# JOB
In the listing below, edit the lines starting at the one that contains "Task: locate every instance of the ancient" and stopping after the one that contains "<point>729,176</point>". Replace "stone arch" with "stone archway", keep everything else the same, and give back only those lines.
====== INPUT MATERIAL
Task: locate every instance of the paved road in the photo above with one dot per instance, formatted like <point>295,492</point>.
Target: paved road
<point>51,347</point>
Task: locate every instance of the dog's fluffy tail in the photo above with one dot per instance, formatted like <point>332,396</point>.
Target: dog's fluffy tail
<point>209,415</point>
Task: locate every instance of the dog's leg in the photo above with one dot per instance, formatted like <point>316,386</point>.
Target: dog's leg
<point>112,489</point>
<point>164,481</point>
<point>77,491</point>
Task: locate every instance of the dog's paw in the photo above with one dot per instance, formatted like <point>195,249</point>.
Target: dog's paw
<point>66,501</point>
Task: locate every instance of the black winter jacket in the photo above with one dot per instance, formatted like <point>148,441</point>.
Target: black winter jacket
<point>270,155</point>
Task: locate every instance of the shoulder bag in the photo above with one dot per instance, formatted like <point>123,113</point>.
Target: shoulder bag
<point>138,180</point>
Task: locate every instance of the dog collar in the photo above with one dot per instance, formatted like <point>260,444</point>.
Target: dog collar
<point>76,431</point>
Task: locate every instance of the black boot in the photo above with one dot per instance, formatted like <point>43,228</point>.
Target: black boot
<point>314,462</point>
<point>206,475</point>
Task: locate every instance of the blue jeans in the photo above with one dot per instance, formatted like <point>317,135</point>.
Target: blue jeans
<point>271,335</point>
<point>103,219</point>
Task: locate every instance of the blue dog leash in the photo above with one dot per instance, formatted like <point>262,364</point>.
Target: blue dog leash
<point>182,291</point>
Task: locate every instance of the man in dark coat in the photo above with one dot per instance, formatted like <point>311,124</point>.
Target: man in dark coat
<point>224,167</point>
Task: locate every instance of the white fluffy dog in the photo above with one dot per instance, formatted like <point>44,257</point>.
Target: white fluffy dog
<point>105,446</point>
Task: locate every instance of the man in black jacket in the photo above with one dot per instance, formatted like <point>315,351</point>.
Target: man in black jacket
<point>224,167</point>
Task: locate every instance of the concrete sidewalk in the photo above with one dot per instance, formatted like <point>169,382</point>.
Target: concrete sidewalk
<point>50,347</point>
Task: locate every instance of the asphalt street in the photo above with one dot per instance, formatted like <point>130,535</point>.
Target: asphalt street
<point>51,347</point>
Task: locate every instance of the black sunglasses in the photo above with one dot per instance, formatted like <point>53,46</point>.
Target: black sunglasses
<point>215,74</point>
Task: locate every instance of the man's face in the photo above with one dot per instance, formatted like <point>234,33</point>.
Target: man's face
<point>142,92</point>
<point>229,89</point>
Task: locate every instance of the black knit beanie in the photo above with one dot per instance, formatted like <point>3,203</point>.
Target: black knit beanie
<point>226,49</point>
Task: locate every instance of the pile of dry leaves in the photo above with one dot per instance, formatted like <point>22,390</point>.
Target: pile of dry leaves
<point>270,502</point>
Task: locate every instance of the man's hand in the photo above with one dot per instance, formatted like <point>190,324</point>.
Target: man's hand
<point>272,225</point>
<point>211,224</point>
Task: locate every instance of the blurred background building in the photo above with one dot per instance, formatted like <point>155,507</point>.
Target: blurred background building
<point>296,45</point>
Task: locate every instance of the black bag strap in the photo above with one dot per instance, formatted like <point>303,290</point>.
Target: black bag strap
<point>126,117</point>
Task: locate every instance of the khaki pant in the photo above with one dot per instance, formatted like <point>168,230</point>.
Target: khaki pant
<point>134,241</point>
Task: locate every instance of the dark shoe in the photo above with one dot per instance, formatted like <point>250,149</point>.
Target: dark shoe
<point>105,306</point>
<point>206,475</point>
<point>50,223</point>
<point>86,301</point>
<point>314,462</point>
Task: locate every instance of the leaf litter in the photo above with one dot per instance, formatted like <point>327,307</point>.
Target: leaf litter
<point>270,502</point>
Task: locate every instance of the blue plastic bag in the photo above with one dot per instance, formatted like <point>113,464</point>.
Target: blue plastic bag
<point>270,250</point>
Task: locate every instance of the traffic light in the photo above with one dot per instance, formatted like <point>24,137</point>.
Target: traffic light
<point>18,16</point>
============
====== INPUT MATERIAL
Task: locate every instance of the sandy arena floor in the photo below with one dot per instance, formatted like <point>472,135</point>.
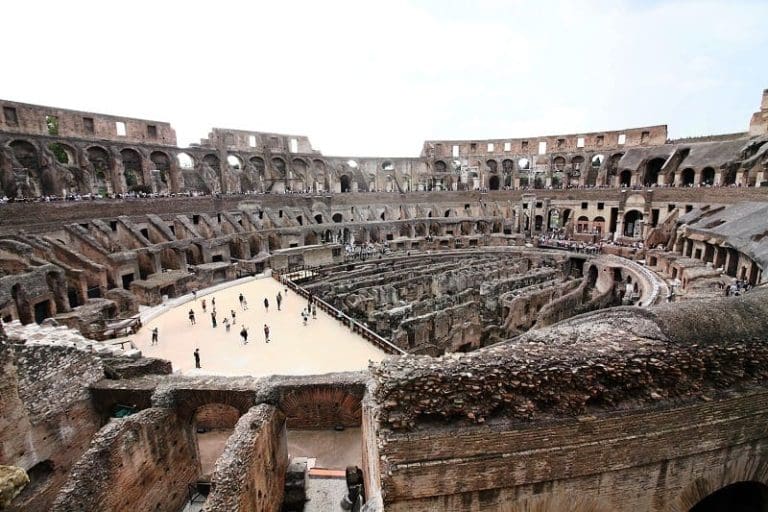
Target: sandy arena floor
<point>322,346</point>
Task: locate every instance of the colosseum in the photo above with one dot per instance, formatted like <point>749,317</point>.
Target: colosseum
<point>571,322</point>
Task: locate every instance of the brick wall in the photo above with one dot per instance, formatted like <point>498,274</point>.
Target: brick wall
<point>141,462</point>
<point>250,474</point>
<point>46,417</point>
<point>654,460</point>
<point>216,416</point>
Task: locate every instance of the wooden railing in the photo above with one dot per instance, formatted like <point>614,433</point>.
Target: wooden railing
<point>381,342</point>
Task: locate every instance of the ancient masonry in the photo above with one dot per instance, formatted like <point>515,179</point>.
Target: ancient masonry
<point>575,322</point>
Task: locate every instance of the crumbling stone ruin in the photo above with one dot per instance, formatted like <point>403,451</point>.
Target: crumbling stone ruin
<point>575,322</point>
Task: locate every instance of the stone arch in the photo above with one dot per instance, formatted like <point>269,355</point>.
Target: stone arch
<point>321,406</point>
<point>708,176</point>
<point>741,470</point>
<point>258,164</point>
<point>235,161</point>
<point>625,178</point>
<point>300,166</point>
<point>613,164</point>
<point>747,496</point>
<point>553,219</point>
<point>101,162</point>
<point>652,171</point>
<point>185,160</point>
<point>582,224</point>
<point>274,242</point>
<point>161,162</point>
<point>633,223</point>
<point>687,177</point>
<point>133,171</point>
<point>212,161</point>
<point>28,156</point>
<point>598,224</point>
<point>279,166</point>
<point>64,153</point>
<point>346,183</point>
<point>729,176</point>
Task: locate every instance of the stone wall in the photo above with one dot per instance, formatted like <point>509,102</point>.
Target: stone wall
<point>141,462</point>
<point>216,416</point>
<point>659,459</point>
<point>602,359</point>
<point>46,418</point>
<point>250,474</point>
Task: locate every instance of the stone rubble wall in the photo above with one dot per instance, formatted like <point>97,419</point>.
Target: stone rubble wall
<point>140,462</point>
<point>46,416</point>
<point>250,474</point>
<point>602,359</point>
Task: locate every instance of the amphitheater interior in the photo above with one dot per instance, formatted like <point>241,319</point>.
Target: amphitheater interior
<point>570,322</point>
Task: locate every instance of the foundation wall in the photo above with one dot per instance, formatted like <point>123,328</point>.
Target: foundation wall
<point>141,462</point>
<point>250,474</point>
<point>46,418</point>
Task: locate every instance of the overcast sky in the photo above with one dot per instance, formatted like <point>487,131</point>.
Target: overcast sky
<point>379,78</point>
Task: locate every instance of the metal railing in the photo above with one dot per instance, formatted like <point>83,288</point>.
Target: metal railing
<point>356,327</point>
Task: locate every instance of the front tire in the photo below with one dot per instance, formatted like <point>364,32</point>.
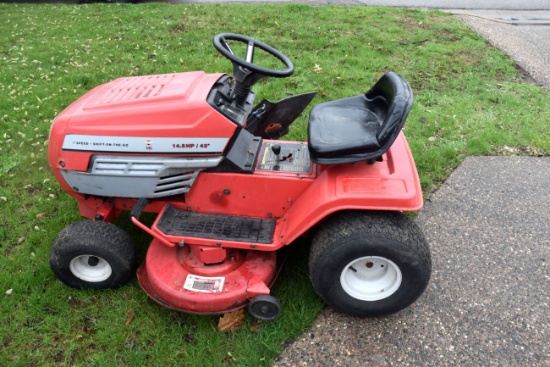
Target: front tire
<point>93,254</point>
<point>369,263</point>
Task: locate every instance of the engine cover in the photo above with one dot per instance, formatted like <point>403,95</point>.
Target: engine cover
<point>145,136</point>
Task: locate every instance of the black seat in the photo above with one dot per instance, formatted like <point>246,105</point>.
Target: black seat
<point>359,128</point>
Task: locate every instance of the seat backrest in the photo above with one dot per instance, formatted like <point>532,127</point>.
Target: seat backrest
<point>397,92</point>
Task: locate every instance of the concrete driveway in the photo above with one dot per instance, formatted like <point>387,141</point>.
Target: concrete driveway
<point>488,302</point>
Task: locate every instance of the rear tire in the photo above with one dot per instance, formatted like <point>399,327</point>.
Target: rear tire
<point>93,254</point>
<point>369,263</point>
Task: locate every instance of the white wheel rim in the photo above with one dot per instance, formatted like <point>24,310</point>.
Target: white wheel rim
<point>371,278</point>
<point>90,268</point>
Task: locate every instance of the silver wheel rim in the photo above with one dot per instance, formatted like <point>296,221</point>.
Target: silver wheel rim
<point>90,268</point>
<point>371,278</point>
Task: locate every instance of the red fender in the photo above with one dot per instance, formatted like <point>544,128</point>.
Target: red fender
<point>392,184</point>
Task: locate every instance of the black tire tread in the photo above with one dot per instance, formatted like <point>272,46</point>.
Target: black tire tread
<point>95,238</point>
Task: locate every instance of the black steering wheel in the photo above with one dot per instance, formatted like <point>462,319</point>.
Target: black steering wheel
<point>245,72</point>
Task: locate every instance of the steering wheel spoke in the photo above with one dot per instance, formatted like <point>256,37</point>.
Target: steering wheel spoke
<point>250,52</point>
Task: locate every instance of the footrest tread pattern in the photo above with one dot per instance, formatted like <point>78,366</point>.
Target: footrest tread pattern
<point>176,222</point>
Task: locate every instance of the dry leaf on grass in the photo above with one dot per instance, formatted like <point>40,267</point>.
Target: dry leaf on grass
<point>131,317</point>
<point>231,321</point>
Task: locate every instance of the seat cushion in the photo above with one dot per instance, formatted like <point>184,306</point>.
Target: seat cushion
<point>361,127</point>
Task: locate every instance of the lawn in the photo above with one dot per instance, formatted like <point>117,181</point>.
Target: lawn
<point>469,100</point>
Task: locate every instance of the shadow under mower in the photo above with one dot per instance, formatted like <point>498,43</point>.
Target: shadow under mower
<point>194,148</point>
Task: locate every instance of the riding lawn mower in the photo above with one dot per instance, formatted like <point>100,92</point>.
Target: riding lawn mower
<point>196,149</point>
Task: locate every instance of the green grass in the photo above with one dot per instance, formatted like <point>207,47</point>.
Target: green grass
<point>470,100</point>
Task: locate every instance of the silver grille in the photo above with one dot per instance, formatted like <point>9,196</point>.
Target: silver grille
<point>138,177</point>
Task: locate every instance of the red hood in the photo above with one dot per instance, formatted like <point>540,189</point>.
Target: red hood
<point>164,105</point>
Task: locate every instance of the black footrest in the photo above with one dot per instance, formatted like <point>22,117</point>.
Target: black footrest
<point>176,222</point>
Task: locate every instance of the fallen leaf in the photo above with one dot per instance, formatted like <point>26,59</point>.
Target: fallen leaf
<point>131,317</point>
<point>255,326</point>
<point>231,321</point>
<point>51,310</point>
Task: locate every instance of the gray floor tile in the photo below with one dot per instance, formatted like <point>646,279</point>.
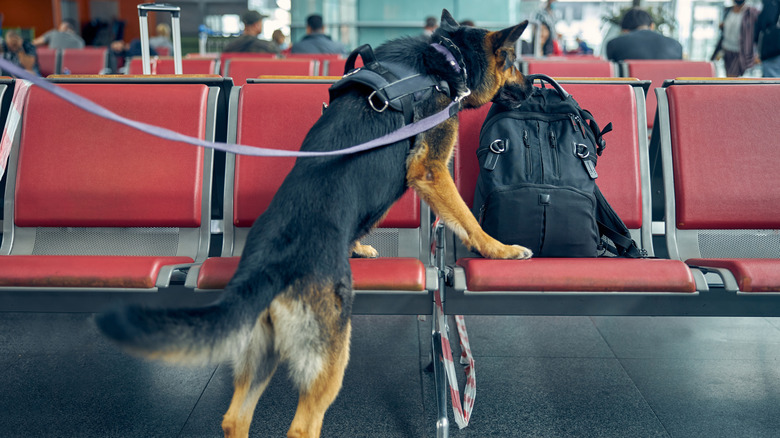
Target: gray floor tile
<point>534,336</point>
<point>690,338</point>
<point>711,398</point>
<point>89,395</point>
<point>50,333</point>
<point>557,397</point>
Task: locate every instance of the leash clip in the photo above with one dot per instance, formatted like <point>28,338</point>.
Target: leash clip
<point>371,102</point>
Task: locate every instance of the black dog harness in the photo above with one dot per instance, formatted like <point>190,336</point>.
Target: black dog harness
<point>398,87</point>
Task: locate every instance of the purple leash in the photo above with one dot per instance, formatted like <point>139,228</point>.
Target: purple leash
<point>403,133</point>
============
# FINAL RESULT
Task: locate every instance of the ancient masonry in the photo above with one dot per instance, formatted like <point>515,179</point>.
Target: ancient masonry
<point>575,322</point>
Task: locate every instance of the crumbling stone ruin in the photo above with one dot per instance, formatted like <point>403,451</point>.
Target: crumbling stone ruin
<point>575,322</point>
Task: locate every instance of the stone archway in the photo above with one dot per instance, formatted like <point>269,355</point>.
Target: stone archway
<point>321,406</point>
<point>708,176</point>
<point>741,470</point>
<point>258,164</point>
<point>235,161</point>
<point>625,178</point>
<point>300,166</point>
<point>613,164</point>
<point>747,496</point>
<point>553,219</point>
<point>101,162</point>
<point>652,171</point>
<point>185,160</point>
<point>582,224</point>
<point>274,242</point>
<point>161,162</point>
<point>633,223</point>
<point>687,177</point>
<point>133,171</point>
<point>212,161</point>
<point>28,156</point>
<point>598,224</point>
<point>279,166</point>
<point>64,153</point>
<point>346,183</point>
<point>729,176</point>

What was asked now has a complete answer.